> Record list:
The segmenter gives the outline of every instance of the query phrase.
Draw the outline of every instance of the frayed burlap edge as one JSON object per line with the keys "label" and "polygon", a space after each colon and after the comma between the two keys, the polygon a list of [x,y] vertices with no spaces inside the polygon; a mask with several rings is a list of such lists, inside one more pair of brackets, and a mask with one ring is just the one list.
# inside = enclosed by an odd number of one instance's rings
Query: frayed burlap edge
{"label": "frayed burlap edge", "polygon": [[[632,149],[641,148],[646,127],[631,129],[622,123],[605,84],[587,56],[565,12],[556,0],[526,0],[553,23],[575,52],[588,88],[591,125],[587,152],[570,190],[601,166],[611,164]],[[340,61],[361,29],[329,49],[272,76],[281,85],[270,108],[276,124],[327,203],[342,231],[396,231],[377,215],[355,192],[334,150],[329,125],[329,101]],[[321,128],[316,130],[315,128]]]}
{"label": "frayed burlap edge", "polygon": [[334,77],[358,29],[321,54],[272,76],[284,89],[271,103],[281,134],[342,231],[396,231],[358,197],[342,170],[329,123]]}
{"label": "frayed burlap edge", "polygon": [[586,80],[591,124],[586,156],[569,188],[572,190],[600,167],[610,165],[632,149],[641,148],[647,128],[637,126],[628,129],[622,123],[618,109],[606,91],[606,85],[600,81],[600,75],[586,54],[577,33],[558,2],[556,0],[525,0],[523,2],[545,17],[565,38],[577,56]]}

> Aim: Recast the data from its first line through the line holding "Draw the outline", inclusive, as a Markdown table with the columns No. and Text, one row per line, skipping blank lines.

> Final answer:
| No. | Text |
|---|---|
| 1 | The segmenter gives the outline of every instance of the query phrase. |
| 2 | Draw the outline of every instance of the frayed burlap edge as one JSON object per line with the keys "label" and "polygon", a space after each colon and after the comma between the two keys, the polygon a list of [x,y] vertices with no spaces inside the polygon; a mask with several rings is a list of such lists, inside one more pair of brackets, and a mask with one ring is just the one list. |